*Provided passage*
***
The Formula for Success in Hygiene Retention
By Imtiaz Manji on November 20, 2015 | commentsHygiene retention is easily recognized as the backbone of successful practice management – obviously, if you are going to do great things with your patients you have to keep them coming in – but it is paradoxically also one of the most neglected areas of “practice hygiene.”
Like most bad habits, it tends to happen incrementally. You want to accommodate patients, so you start looking for an appointment date that suits their schedule – even if it means stretching a six-month interval to seven or eight months. If insurance restrictions cut things back further, you work within those restrictions, rather than confront the reality of the patient’s best needs. Eventually, these incremental allowances in patient care standards add up to a significant gap.
Here’s a simple rule-of-thumb example: If a dentist has 1,500 patients and two hygienists, that practice is operating at capacity if they are effectively retaining patients based on the clinical need for hygiene. If that practice is comfortably serving more patients than that, something is wrong. It means too many patients are not getting timely care. This is one of those times when too much comfort is a sign of distress.
***
*Problem to work on*
Can you transcribe the whole hygiene retention article above word for word, without changing anything?

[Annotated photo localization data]
***
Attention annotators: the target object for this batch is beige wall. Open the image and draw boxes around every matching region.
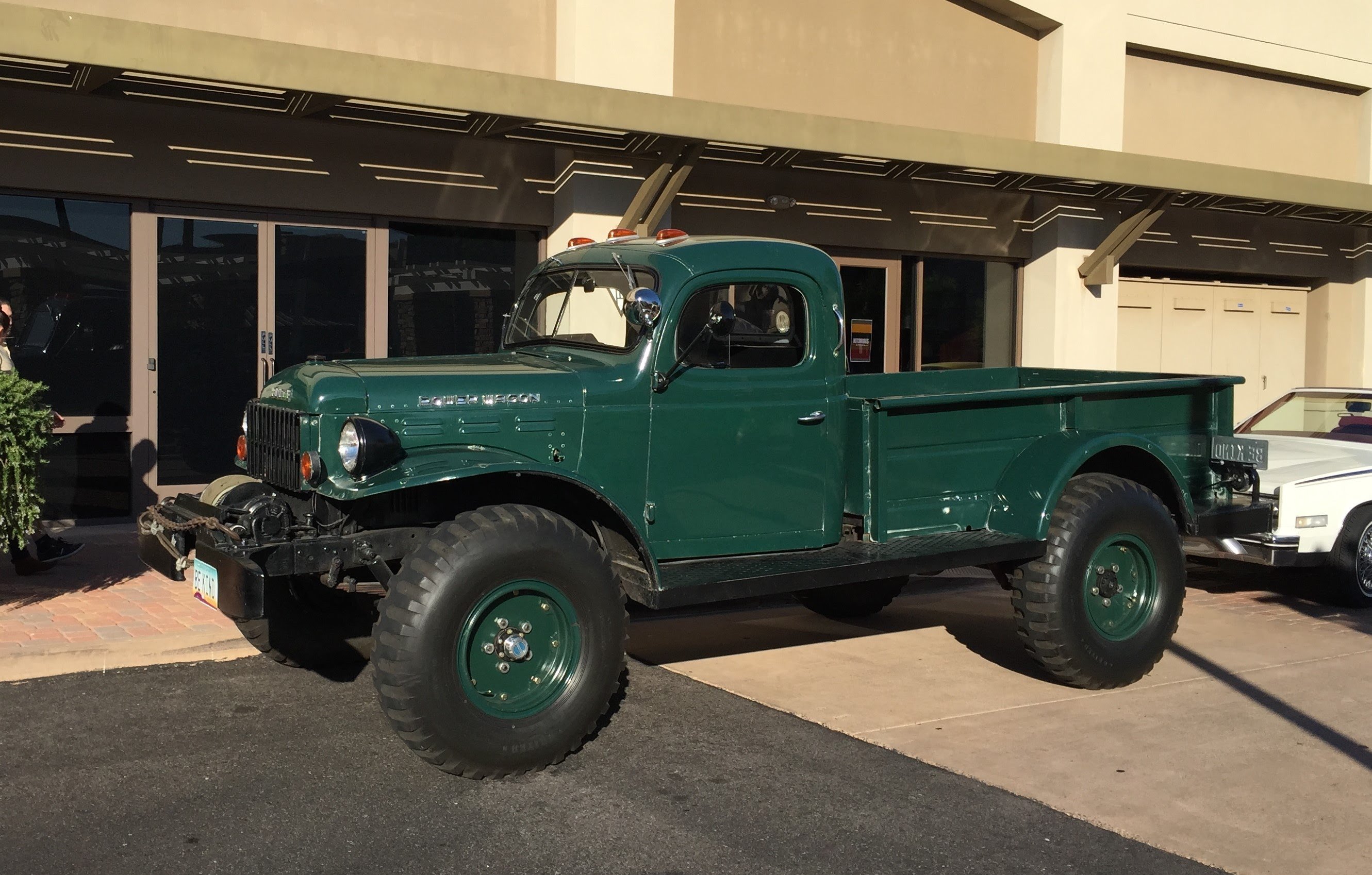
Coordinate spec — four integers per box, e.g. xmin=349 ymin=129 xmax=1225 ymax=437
xmin=674 ymin=0 xmax=1038 ymax=140
xmin=1123 ymin=55 xmax=1364 ymax=180
xmin=16 ymin=0 xmax=556 ymax=78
***
*Written reply*
The Formula for Success in Hygiene Retention
By Imtiaz Manji on November 20, 2015 | commentsHygiene retention is easily recognized as the backbone of successful practice management – obviously, if you are going to do great things with your patients you have to keep them coming in – but it is paradoxically also one of the most neglected areas of “practice hygiene.”
Like most bad habits, it tends to happen incrementally. You want to accommodate patients, so you start looking for an appointment date that suits their schedule – even if it means stretching a six-month interval to seven or eight months. If insurance restrictions cut things back further, you work within those restrictions, rather than confront the reality of the patient’s best needs. Eventually, these incremental allowances in patient care standards add up to a significant gap.
Here’s a simple rule-of-thumb example: If a dentist has 1,500 patients and two hygienists, that practice is operating at capacity if they are effectively retaining patients based on the clinical need for hygiene. If that practice is comfortably serving more patients than that, something is wrong. It means too many patients are not getting timely care. This is one of those times when too much comfort is a sign of distress.